• [RECORDS FOR THE TASK]:

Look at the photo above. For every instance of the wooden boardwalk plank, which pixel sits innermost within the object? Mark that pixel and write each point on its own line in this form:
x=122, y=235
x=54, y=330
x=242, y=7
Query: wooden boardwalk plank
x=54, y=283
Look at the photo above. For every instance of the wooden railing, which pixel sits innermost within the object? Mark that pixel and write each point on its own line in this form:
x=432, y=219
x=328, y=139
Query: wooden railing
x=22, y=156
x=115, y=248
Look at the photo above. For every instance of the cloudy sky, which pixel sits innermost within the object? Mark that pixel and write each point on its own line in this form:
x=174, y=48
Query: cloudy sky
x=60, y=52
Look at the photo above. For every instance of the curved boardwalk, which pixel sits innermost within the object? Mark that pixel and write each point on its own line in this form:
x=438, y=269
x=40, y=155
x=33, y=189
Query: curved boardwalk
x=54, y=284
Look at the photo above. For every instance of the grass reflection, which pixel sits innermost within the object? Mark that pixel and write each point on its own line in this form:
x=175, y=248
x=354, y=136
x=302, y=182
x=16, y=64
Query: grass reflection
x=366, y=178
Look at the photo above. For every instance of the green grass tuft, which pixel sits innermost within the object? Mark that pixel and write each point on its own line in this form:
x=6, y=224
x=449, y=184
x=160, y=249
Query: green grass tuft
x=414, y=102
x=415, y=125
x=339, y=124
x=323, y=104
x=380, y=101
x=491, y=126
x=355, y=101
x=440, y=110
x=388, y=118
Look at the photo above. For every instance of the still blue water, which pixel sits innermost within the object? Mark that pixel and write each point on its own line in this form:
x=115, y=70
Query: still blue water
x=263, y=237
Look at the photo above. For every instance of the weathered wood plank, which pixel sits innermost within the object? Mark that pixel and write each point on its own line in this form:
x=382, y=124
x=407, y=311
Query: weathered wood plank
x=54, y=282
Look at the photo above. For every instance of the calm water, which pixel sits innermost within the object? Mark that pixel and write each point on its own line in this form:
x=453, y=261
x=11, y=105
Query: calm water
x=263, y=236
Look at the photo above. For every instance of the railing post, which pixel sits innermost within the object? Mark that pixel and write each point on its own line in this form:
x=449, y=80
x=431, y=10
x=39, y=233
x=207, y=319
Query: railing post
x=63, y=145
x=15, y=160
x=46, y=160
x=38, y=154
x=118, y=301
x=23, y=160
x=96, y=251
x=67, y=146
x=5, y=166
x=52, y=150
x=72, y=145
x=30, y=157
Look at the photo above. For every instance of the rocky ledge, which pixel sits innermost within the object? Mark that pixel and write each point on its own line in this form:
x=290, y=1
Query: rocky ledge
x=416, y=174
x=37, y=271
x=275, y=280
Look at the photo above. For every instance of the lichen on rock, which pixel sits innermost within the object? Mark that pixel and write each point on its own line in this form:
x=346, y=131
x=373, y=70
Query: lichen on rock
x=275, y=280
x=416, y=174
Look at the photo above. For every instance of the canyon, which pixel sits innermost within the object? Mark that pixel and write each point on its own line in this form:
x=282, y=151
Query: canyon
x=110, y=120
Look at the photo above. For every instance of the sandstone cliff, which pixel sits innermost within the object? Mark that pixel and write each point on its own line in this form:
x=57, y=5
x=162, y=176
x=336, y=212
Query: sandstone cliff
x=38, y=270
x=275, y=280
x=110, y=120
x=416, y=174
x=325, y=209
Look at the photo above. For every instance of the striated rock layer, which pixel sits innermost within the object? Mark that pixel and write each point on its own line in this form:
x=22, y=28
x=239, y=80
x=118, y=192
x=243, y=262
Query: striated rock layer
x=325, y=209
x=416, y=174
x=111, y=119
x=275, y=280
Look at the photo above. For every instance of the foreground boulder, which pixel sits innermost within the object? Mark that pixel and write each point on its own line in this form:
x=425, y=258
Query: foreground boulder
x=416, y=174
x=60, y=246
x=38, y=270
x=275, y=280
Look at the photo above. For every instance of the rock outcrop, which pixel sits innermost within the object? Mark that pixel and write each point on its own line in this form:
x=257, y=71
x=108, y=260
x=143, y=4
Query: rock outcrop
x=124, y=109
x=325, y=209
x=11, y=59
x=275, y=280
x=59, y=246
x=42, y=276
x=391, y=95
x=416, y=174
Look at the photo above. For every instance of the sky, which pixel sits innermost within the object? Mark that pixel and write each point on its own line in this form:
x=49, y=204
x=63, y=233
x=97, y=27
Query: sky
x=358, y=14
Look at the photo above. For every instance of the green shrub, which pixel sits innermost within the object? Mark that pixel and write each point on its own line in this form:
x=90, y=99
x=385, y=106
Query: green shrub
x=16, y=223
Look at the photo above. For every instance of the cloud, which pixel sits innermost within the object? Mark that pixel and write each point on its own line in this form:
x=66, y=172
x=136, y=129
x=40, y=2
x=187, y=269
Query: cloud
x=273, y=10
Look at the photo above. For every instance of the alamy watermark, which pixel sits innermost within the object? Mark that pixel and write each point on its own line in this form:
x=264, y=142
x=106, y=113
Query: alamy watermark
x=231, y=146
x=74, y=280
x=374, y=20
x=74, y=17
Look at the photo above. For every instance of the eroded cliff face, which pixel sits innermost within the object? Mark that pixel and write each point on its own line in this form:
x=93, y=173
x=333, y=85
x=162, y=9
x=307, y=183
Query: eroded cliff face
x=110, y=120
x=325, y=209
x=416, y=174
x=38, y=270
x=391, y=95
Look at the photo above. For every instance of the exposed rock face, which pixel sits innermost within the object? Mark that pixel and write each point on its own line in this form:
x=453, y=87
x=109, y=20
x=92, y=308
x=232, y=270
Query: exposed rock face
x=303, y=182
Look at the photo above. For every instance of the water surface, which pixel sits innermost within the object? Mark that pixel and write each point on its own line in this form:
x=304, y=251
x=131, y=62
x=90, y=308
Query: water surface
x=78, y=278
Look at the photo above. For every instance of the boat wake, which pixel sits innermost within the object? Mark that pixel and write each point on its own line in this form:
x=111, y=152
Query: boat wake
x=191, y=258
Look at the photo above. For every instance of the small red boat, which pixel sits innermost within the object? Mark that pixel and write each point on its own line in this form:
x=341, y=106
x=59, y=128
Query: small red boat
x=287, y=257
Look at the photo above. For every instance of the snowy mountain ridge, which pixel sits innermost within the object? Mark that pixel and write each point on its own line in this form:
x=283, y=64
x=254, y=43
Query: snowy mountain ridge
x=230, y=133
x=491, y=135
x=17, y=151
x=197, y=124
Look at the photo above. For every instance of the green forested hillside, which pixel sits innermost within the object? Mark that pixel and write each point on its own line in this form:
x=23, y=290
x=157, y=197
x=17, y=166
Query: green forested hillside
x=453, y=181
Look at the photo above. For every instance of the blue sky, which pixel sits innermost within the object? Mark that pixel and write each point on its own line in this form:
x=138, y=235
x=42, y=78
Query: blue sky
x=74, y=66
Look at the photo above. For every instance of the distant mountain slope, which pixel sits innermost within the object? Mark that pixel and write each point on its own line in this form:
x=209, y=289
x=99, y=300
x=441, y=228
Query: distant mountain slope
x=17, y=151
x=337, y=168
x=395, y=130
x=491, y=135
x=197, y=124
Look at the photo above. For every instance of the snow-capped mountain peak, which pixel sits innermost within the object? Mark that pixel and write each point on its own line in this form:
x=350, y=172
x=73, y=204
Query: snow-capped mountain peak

• [REQUIRED WORK]:
Rewrite all of the lines above, replacing every occurrence of "innermost" with "most central" and changing nothing else.

• [WRITTEN SOLUTION]:
Look at the photo above. For every instance of the wooden boardwalk plank, which pixel sits most central within the object? Mark that pixel and write each point on its own line in this form:
x=122, y=235
x=54, y=330
x=242, y=7
Query: wooden boardwalk plank
x=54, y=283
Look at the photo above. For every instance of the wooden railing, which pixel sits most central within the object? Mark that pixel and write each point on its own line in this form:
x=432, y=219
x=328, y=139
Query: wooden railing
x=22, y=156
x=115, y=248
Look at the photo above. For every instance of the cloudy sky, which pixel sits most central within the object? Mark that pixel and write each point on its own line in this form:
x=174, y=48
Query: cloudy sky
x=60, y=52
Look at the photo above. For every instance of the curved boardwalk, which pixel sits most central within the object? Mark that pixel and write each point on its own line in this form:
x=438, y=269
x=40, y=155
x=33, y=189
Query: curved boardwalk
x=54, y=284
Look at the photo above. For every instance of the grass reflection, which pixel sits most central within the object? Mark that pixel and write each point on its own line in this form:
x=175, y=248
x=354, y=136
x=302, y=182
x=16, y=64
Query: grass reflection
x=366, y=178
Look at the photo above. For every instance of the green grass tuft, which pixel sits most central within the object? Mark that pixel and write each point on its own line in this form:
x=6, y=224
x=449, y=184
x=160, y=249
Query: green grass tuft
x=414, y=102
x=415, y=125
x=339, y=124
x=323, y=104
x=380, y=101
x=491, y=126
x=355, y=101
x=440, y=110
x=388, y=118
Look at the photo above. For every instance of the still blue water, which pixel sits most central within the object? Mark that pixel and write each point on its own line in this form:
x=115, y=70
Query: still blue water
x=263, y=237
Look at the photo above. For every instance of the weathered wood plank, which pixel sits most central within the object? Mark that pixel and write each point on its own line in this form:
x=382, y=124
x=407, y=311
Query: weathered wood plank
x=54, y=282
Look at the photo above. For every instance of the calm water, which pixel sits most central within the object? Mark that pixel and write each point on its own line in this form:
x=453, y=261
x=11, y=105
Query: calm water
x=263, y=236
Look at the photo above. For every instance of the railing post, which pixel sits most central within the object? Mark that pixel and write each point on its own line in this form:
x=449, y=80
x=431, y=10
x=39, y=233
x=207, y=319
Query: railing post
x=63, y=145
x=15, y=160
x=46, y=160
x=38, y=154
x=118, y=301
x=23, y=160
x=96, y=251
x=67, y=146
x=5, y=166
x=52, y=150
x=72, y=145
x=30, y=157
Look at the photo above. For every instance of the rocky ledge, which pixel sits most central within the object? Mark that pixel and write each point on its own line in this form:
x=290, y=1
Query: rocky ledge
x=416, y=174
x=37, y=271
x=275, y=280
Look at the photo above. For every instance of the lichen on rock, which pixel sits most central within the object? Mark that pixel and write each point on its own line in this form:
x=346, y=131
x=373, y=70
Query: lichen on rock
x=275, y=280
x=416, y=174
Look at the photo above. For every instance of the canyon, which pixel sits most central within the object? Mark that pixel and write each point on its own line in this form:
x=282, y=151
Query: canyon
x=110, y=120
Look at the photo above. For every instance of the sandstone cliff, which pixel sits most central within the object? Mark that pixel and write each point on its own line in this form:
x=57, y=5
x=162, y=176
x=336, y=212
Query: sandstone cliff
x=38, y=270
x=275, y=280
x=110, y=120
x=416, y=174
x=325, y=209
Look at the photo above. For every instance of the striated rock layer, which pixel sits most central within the object? Mark that pixel and write each point on its own line in this form:
x=22, y=28
x=239, y=80
x=118, y=192
x=243, y=262
Query: striated rock layer
x=325, y=209
x=416, y=174
x=111, y=119
x=275, y=280
Look at the photo above. For every instance of the foreground boulder, which pixel sits most central within the object? Mark that pixel and write each point on its own line in this form:
x=425, y=258
Query: foreground boulder
x=416, y=174
x=60, y=246
x=38, y=270
x=275, y=280
Look at the photo above. For every instance of the rock outcrop, which pixel sits most central within the object? Mark that pixel and write each point on its own line in this form:
x=257, y=71
x=108, y=260
x=143, y=4
Query: rock outcrop
x=124, y=109
x=325, y=209
x=11, y=59
x=275, y=280
x=59, y=246
x=42, y=276
x=391, y=95
x=416, y=174
Look at the photo above. For every instance of the sky, which pixel sits most central within the object? Mark that pixel and write each point on its own line in this form:
x=49, y=204
x=63, y=233
x=97, y=27
Query: sky
x=358, y=14
Look at the photo above. For every instance of the green shrub, which pixel sits most central within the object? Mark that pixel and write each point on its own line in this form:
x=90, y=99
x=385, y=106
Query: green shrub
x=16, y=223
Look at the photo above. For every instance of the cloud, which pixel sits most central within the object? Mark that pixel and write each point on its own line in this form:
x=66, y=172
x=136, y=129
x=40, y=2
x=187, y=269
Query: cloud
x=273, y=10
Look at the photo above. For every instance of the alamy watermark, which pixel sits most central within the object? Mark that pixel and write each point on its own line in this form:
x=264, y=142
x=106, y=113
Query: alamy watermark
x=231, y=146
x=74, y=280
x=374, y=20
x=74, y=17
Look at the photo above. For every instance of the eroded cliff face, which pixel sits most central within the object? Mark that pixel and write each point on its own line in this form:
x=93, y=173
x=333, y=85
x=162, y=9
x=307, y=183
Query: eroded cliff face
x=110, y=120
x=325, y=209
x=416, y=174
x=38, y=270
x=391, y=95
Look at the photo above. For every instance of the exposed rock face, which pixel sits most central within the object? Mark that pixel and write each point on its own line in this form:
x=453, y=87
x=109, y=20
x=92, y=308
x=232, y=270
Query: exposed rock face
x=303, y=182
Look at the photo above. For every instance of the water surface, which pixel sits most central within the object? Mark that pixel and write each point on its own line in this form:
x=304, y=251
x=131, y=62
x=90, y=308
Query: water surface
x=78, y=278
Look at the photo above. For every instance of the boat wake, which pixel sits most central within the object? Mark that pixel and write each point on its own line in this form:
x=111, y=152
Query: boat wake
x=191, y=258
Look at the photo above. For every instance of the small red boat, which pixel sits most central within the object? Mark that pixel and write each point on its own line in this form:
x=341, y=106
x=59, y=128
Query: small red boat
x=287, y=257
Look at the photo above. For every instance of the snowy mountain ridge, which pixel sits most central within the object? Mark that pixel and write each point on its own line in this form:
x=283, y=64
x=254, y=43
Query: snowy mountain ridge
x=230, y=133
x=491, y=135
x=17, y=151
x=197, y=124
Look at the photo above. For every instance of the green forested hillside, which pixel sits most central within the object? Mark that pixel and write each point on its own line in this form:
x=23, y=290
x=157, y=197
x=17, y=166
Query: green forested hillside
x=453, y=181
Look at the photo above. For every instance of the blue sky, which pixel sits most central within the object? Mark that pixel and write each point on its own line in this form:
x=138, y=235
x=42, y=78
Query: blue sky
x=74, y=66
Look at the photo above. For every instance of the distant mountain slope, which pixel sits most central within the object? Mark that pixel and write each point on its own line in this form:
x=209, y=289
x=99, y=300
x=441, y=228
Query: distant mountain slope
x=17, y=151
x=337, y=168
x=395, y=130
x=491, y=135
x=197, y=124
Look at the photo above. For every instance of the snow-capped mountain peak, which pixel sits most central within the object? Mark that pixel and write each point on its own line in this form:
x=350, y=172
x=73, y=204
Query: snow-capped mountain peak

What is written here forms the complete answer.